§ Verilen metin:
⁂
11. Hud Suresi / 8.ayet

Şayet onlardan o azabı belli bir süre ertelersek:
– Onu engelleyen nedir, derler. İyi bilin ki o azap geldiği gün onu onlardan savuşturacak hiçbir güç olmayacak ve hafife aldıkları şey kendilerini çepeçevre kuşatacaktır.

Bknz: (16/61)(18/58)»(18/59)(35/45)

Mustafa Çavdar Meali

Hud 8 ayeti için diğer mealler.

Abdülbaki Gölpınarlı Meali:

Onların uğrayacakları azabı, mukadder bir zamana kadar geciktirirsek, bunun teahhuruna da sebep nedir derler. Bilin ki onlara azabın gelip çattığı gün o azap, artık geriye bırakılamaz ve alay ettikleri musibet, onları çepeçevre kuşatır.

(Hud 8)

Abdullah-Ahmet Akgün Meali:

Andolsun muayyen bir taifeye (veya belirli bir süreye) kadar onlardan azabı erteleyecek olursak; hemen hepsi birden; “Onu engelleyen nedir? (Hadi cezamızı verse ya!) ” derler. Şunu iyi bilin ki; onlara bu azabın geleceği (ve şeytani saltanatlarının devrileceği) gün (kesindir) ve bu, onlardan asla geri çevrilecek değildir. Ve alaya aldıkları şey de kendilerini çepeçevre kuşatıp (onları rezil ve zelil edecektir.)

(Hud 8)
⁂
§ Görev listesi:
1. Verilen metindeki Abdülbaki Gölpınarlı mealine göre alay ettikleri musibet onlara ne yapar?
2. Verilen metinden, "Şayet onlardan o" sözlerini içeren ifadeyle açılıp "onları çepeçevre kuşatır." ile kapanan bölümü olduğu gibi alıntılayın.
3. Aşağıdaki her ifadenin verilen metinle uyuşup uyuşmadığını evet ya da hayır diye belirtin ve kararı belirleyen sözleri metinden aynen aktarın. (a) Abdülbaki Gölpınarlı mealinde, azabın geldiği gün onun geriye bırakılamayacağı söylenir. (b) Verilen metinde Hud 8 ayeti için diğer mealler arasında Abdullah-Ahmet Akgün meali bulunmaz. (c) Abdullah-Ahmet Akgün mealinde azabın gelmesi ertelenince "Onu engelleyen nedir?" dendiği yazar.
⁂
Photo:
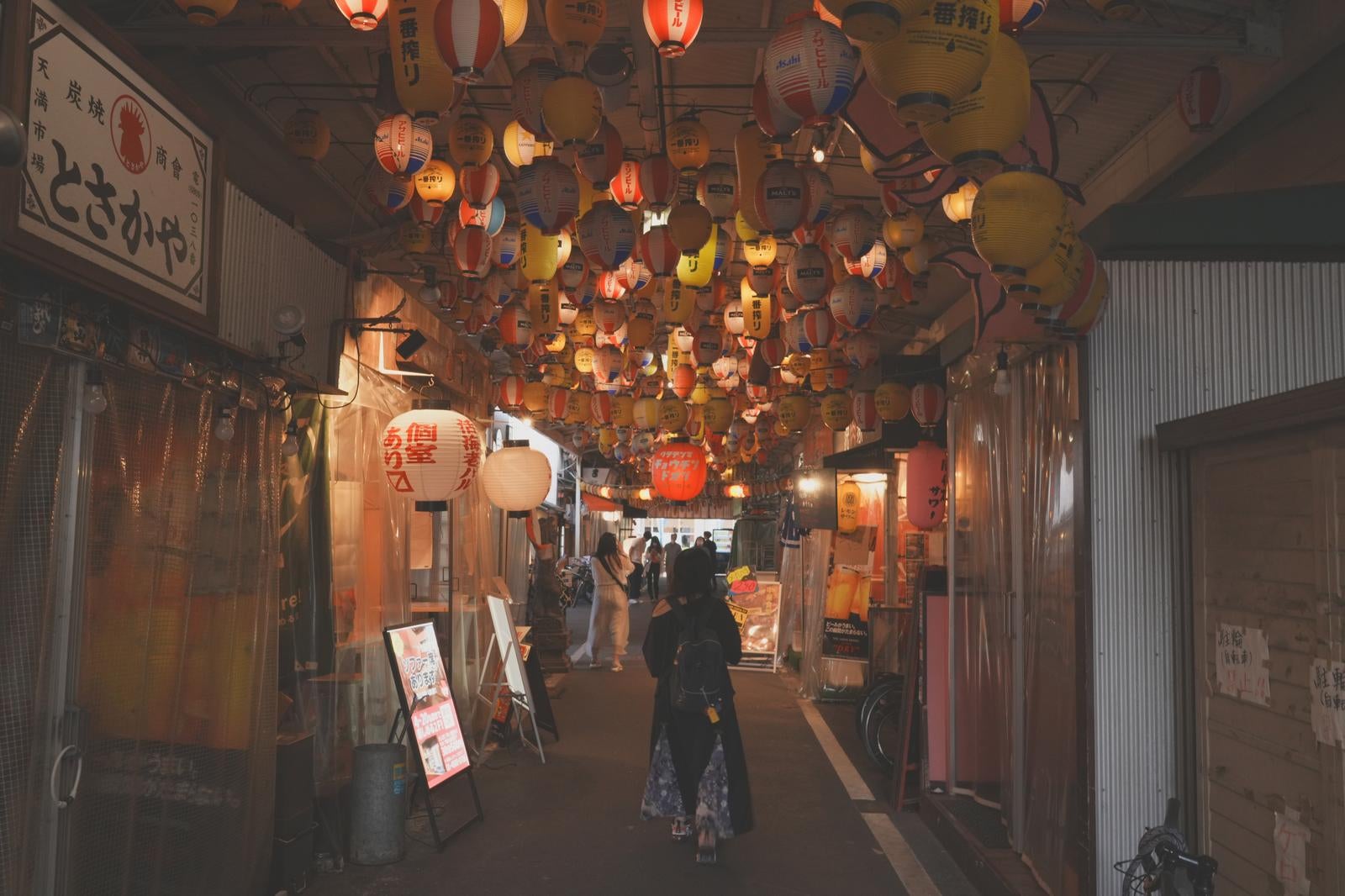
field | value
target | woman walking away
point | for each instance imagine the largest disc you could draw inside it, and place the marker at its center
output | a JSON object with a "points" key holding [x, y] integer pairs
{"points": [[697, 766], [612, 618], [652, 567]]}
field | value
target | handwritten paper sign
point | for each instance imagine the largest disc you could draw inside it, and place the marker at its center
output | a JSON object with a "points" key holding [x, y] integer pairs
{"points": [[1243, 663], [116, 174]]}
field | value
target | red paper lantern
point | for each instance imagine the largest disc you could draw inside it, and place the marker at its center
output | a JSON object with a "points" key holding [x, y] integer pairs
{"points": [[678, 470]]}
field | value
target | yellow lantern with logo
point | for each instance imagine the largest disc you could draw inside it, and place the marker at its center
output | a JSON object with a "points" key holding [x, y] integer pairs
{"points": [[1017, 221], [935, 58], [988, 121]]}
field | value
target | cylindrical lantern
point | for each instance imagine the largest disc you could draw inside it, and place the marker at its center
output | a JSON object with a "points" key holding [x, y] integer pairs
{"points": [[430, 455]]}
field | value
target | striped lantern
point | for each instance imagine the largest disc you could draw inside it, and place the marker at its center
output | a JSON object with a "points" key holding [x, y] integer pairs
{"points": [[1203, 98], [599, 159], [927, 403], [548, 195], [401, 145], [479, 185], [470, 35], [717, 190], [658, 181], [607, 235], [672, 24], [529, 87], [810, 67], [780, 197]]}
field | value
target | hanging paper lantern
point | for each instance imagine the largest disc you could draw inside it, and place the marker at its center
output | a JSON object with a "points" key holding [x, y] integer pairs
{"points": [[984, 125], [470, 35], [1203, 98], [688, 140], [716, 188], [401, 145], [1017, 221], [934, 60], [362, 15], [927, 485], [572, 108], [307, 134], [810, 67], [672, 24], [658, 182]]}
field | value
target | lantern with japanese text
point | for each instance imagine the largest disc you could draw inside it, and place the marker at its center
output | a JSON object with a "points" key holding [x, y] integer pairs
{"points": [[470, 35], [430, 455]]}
⁂
§ Yanıtlar:
1. Onları çepeçevre kuşatır.

2.
Şayet onlardan o azabı belli bir süre ertelersek:
– Onu engelleyen nedir, derler. İyi bilin ki o azap geldiği gün onu onlardan savuşturacak hiçbir güç olmayacak ve hafife aldıkları şey kendilerini çepeçevre kuşatacaktır.

Bknz: (16/61)(18/58)»(18/59)(35/45)

Mustafa Çavdar Meali

Hud 8 ayeti için diğer mealler.

Abdülbaki Gölpınarlı Meali:

Onların uğrayacakları azabı, mukadder bir zamana kadar geciktirirsek, bunun teahhuruna da sebep nedir derler. Bilin ki onlara azabın gelip çattığı gün o azap, artık geriye bırakılamaz ve alay ettikleri musibet, onları çepeçevre kuşatır.

3.
(a) Evet: "o azap, artık geriye bırakılamaz"
(b) Hayır: "Abdullah-Ahmet Akgün Meali:"
(c) Evet: "“Onu engelleyen nedir? (Hadi cezamızı verse ya!) ” derler."